**YOUR INSTRUCTIONS:** Exactly reproduce the lines from the line containing "Each instance gets a single point. Label the statue's head" to the end of the data below, inclusive, and nothing else.

--- START GIVEN INFORMATION ---

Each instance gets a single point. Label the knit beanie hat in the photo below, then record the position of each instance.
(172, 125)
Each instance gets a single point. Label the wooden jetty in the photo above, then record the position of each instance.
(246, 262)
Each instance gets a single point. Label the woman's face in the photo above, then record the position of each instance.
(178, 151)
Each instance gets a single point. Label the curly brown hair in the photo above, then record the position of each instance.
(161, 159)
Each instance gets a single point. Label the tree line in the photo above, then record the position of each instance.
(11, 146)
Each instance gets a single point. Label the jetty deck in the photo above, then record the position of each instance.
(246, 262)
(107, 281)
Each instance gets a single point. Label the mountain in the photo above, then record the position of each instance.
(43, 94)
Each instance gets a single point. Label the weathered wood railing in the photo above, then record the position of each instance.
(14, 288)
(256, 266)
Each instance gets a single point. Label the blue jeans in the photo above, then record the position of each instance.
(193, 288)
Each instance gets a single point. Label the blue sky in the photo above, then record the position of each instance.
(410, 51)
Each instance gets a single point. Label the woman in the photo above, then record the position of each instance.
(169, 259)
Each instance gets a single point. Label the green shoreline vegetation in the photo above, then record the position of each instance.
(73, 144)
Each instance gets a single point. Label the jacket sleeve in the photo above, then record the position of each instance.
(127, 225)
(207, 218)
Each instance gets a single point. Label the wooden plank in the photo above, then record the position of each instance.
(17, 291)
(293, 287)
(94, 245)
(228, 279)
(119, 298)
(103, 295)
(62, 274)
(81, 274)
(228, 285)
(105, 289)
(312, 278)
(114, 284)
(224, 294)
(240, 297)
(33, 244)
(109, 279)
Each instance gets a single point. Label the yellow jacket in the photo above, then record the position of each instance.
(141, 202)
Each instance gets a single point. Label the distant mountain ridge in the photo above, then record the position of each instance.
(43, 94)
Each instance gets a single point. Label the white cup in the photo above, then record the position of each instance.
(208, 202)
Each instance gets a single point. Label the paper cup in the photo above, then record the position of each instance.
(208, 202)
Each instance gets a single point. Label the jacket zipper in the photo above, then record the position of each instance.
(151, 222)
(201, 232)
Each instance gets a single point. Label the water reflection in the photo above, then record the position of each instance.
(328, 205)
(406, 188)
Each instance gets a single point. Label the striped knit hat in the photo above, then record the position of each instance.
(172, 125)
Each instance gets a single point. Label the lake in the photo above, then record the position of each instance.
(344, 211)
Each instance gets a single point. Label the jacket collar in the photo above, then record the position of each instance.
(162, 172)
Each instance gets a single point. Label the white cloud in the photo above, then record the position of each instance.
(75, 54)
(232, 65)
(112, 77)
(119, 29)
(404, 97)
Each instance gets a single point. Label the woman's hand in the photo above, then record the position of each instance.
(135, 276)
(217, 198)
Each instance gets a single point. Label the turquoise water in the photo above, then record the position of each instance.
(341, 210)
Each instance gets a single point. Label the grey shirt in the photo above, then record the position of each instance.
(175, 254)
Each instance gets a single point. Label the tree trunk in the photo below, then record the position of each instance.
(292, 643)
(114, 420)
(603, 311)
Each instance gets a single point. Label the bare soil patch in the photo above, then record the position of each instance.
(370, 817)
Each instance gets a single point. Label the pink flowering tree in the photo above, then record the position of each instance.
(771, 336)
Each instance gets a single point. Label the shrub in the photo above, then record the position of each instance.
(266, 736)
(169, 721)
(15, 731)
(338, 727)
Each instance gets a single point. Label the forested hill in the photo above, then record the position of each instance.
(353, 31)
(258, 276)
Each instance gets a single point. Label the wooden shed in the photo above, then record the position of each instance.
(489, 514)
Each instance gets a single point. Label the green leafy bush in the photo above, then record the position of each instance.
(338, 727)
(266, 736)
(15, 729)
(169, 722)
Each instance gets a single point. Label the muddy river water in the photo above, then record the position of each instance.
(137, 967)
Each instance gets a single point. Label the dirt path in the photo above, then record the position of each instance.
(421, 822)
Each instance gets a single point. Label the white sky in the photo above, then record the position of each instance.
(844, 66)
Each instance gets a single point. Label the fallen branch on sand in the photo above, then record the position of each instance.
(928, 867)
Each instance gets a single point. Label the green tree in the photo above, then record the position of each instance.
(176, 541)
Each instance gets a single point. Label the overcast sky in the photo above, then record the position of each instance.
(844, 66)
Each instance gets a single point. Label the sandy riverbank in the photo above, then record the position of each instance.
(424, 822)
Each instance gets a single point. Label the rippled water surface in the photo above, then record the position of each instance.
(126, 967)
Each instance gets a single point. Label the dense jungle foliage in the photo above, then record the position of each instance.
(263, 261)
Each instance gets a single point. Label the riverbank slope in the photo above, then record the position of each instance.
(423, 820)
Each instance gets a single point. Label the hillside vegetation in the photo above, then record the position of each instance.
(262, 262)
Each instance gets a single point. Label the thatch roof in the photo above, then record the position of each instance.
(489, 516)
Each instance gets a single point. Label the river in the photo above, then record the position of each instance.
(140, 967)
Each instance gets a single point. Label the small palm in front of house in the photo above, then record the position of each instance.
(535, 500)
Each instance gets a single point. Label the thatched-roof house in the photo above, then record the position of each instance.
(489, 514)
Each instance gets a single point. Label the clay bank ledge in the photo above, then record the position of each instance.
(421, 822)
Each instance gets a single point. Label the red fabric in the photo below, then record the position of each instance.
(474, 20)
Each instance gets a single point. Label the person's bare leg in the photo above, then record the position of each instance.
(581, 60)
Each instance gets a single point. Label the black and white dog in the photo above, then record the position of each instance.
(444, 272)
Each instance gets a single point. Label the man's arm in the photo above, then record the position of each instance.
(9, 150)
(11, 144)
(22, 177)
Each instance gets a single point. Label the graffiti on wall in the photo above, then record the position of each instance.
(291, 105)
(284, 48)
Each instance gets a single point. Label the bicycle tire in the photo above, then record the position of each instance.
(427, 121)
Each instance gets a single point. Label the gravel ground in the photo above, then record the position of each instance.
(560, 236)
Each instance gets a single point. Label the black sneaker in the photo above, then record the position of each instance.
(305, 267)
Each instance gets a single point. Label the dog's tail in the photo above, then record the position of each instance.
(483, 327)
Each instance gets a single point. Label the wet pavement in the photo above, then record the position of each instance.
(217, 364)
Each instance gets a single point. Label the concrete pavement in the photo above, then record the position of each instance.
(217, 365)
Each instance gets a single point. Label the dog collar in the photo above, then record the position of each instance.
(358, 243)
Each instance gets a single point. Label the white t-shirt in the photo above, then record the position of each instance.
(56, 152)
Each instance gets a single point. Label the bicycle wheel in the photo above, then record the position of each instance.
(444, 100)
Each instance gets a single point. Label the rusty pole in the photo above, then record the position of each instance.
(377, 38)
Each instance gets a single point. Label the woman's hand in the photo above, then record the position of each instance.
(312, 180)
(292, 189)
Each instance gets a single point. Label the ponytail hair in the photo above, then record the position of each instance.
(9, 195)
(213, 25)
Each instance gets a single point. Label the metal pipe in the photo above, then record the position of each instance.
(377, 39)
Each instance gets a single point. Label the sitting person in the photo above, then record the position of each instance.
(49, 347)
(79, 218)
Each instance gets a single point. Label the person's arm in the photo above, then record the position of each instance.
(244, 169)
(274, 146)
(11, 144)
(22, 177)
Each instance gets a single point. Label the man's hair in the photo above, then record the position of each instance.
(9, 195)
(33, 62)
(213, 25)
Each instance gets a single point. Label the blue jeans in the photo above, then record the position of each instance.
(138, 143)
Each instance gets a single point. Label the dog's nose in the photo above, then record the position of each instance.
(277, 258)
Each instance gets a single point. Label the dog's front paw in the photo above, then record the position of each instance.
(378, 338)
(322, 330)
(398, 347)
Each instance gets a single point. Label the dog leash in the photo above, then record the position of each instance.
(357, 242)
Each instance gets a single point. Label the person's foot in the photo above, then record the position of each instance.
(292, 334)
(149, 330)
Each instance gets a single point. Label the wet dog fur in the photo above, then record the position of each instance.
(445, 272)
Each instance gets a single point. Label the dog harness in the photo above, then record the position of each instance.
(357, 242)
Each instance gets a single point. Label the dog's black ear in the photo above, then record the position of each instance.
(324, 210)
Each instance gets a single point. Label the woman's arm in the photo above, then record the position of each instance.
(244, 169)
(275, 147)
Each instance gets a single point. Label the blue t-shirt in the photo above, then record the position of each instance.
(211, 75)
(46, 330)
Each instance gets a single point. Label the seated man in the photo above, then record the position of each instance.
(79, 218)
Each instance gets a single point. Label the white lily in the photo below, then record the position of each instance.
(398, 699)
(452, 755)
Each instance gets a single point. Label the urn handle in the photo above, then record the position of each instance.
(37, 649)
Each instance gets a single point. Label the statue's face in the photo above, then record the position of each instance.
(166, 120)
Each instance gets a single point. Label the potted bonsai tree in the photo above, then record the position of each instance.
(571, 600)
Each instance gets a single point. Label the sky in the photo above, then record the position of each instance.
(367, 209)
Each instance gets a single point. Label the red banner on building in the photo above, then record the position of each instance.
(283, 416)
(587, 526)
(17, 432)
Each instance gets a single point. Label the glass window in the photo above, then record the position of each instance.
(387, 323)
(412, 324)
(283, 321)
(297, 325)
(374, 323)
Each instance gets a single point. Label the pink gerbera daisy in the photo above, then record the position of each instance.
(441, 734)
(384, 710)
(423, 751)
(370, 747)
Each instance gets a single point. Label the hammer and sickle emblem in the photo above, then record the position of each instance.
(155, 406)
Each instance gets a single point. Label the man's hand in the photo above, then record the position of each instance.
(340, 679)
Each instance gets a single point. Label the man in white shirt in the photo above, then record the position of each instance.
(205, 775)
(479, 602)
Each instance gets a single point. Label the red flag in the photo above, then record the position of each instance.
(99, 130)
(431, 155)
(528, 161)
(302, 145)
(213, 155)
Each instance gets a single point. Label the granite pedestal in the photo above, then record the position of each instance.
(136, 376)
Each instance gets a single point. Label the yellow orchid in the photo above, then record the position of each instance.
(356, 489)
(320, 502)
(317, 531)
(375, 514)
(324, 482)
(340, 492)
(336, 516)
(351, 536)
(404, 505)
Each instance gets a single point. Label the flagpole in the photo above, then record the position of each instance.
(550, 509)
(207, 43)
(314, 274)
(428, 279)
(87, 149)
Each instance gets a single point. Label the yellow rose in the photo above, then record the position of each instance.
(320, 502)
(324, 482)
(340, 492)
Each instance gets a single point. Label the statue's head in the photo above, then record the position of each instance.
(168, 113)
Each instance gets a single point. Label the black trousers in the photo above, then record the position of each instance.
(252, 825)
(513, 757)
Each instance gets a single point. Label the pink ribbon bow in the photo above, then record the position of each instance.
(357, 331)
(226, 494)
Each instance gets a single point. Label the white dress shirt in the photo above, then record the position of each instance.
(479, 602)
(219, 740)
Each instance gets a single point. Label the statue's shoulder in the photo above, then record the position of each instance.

--- END GIVEN INFORMATION ---

**TASK RESULT:**
Each instance gets a single point. Label the statue's head in the photo above, then record the position of each instance.
(168, 113)
Each instance gets a single point. Label the black trousers in the photo above, then record the position of each instance.
(252, 825)
(513, 757)
Each instance gets a single point. Label the pink ribbon bow in the photo above, then record the position of each instance.
(357, 331)
(226, 494)
Each instance gets a single point. Label the white dress shirt in the photo above, then record the position of each instance.
(479, 602)
(219, 740)
Each instance gets a single point. Label the statue's shoulder in the photo above, then record the position of each instance.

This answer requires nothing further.